- _Your instructions_
In the answer, give only the lines from the one containing "Please put a dot on every instance of the concrete" to the end of the listing below, each reproduced word for word.
○ ○ ○ ○
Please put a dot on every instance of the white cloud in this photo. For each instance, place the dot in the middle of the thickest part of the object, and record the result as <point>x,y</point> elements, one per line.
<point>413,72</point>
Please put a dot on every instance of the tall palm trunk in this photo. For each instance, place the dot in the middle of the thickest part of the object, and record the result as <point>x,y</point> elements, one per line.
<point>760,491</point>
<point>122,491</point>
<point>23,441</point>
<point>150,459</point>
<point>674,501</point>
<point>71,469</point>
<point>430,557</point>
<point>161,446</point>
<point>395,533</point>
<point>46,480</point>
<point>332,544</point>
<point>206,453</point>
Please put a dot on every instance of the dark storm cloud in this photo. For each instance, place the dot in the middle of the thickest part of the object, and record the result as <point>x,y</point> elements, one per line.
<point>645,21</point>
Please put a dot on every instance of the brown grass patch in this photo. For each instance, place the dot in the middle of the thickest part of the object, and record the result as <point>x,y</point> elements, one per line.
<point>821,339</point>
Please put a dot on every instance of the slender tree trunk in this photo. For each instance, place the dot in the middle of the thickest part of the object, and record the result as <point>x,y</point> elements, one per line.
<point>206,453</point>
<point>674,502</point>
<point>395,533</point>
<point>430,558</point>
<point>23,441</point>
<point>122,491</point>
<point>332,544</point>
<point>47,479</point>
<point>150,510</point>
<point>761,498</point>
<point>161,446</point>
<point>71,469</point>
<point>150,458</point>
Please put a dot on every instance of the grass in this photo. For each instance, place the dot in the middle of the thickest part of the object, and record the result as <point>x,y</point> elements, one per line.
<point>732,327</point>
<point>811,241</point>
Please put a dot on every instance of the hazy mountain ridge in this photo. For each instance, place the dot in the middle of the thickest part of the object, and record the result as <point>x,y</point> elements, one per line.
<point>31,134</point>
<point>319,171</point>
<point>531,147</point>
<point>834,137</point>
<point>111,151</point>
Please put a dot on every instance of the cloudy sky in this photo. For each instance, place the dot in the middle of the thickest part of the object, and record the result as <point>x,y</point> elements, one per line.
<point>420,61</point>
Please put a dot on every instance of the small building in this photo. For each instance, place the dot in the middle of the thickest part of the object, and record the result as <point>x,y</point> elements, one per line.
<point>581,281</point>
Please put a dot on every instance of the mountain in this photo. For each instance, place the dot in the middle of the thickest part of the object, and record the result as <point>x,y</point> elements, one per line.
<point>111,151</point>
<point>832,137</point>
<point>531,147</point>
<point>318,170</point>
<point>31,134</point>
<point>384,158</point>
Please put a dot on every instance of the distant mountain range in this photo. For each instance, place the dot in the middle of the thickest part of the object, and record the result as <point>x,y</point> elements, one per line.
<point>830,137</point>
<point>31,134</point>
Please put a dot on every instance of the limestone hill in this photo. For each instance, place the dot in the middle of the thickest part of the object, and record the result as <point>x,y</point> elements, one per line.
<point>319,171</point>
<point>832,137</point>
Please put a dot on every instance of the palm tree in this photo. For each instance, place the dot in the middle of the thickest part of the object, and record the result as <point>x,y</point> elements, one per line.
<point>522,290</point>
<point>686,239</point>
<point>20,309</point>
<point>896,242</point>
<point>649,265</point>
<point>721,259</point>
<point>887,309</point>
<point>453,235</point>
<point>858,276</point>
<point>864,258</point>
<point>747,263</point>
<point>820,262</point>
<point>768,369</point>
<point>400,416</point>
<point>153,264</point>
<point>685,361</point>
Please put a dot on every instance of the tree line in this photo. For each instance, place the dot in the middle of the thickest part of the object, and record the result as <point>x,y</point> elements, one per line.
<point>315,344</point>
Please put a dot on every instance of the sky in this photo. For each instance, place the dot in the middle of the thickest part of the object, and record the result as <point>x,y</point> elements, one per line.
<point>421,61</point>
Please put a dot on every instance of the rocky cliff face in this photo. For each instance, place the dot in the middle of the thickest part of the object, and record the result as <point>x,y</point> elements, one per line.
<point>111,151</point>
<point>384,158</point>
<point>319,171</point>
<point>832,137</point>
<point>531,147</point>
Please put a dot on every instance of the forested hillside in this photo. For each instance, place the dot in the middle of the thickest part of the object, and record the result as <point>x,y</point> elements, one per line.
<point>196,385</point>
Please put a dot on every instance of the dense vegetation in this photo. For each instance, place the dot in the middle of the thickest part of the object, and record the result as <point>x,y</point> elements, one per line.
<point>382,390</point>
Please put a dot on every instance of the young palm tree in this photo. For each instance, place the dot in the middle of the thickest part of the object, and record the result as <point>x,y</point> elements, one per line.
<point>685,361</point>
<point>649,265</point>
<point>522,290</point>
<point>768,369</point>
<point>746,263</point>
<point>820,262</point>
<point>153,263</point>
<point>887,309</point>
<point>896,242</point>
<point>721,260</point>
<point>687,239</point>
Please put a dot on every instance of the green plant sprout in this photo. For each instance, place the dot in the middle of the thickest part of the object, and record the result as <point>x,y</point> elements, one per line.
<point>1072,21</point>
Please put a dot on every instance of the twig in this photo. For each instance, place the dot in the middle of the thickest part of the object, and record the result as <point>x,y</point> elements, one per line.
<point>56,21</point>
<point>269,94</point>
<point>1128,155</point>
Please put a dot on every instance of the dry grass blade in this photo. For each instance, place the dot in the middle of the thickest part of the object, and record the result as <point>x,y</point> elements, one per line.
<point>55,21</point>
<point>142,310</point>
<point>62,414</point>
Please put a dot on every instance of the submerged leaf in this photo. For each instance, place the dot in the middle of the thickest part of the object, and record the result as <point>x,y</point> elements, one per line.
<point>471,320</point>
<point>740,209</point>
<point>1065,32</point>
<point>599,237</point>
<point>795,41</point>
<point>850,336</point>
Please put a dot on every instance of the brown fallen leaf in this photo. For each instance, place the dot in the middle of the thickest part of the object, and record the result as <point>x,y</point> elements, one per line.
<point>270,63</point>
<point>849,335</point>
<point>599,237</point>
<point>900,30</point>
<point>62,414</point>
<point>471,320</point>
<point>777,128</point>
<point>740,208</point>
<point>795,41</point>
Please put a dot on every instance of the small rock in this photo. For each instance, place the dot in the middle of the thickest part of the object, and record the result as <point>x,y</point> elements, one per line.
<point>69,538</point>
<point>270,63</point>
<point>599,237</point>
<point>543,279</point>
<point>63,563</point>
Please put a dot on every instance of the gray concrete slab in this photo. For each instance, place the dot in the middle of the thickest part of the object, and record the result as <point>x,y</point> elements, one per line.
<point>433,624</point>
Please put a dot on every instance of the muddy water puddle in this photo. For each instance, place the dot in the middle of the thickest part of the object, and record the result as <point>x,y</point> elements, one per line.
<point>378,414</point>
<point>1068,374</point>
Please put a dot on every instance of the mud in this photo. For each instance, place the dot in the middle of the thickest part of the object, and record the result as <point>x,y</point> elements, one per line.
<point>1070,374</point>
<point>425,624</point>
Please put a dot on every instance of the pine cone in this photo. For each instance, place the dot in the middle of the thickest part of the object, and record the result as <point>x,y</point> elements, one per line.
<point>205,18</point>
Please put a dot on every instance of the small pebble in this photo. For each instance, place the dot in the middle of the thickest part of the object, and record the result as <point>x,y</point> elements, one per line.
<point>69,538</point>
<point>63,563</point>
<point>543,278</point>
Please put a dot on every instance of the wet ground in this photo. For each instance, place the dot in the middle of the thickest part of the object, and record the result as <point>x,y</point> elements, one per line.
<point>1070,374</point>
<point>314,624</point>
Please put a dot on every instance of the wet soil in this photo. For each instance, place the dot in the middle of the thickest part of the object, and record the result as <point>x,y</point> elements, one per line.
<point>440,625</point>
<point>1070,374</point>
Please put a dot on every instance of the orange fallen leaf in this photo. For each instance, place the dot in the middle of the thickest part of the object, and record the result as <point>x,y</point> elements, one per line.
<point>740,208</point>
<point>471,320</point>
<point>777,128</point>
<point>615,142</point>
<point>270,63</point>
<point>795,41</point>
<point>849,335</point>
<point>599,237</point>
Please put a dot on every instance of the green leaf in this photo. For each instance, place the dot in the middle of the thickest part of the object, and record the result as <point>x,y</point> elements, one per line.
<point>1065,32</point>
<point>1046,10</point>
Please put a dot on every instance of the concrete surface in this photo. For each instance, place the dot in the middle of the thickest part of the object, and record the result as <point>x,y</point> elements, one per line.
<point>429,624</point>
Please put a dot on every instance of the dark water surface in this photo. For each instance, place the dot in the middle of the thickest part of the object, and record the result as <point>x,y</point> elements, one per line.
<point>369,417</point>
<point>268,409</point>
○ ○ ○ ○
- _Solution to this task_
Please put a dot on every instance of the concrete surface in this photo. For each instance, place the dot in the middle of the thickest part of the object, and record the result as <point>x,y</point> elements, one per line.
<point>429,624</point>
Please put a dot on every instance of the dark water surface in this photo. For each instance, place the dot in the middle of the thickest part of the object, and record the result as <point>x,y</point> elements, one per line.
<point>369,417</point>
<point>268,409</point>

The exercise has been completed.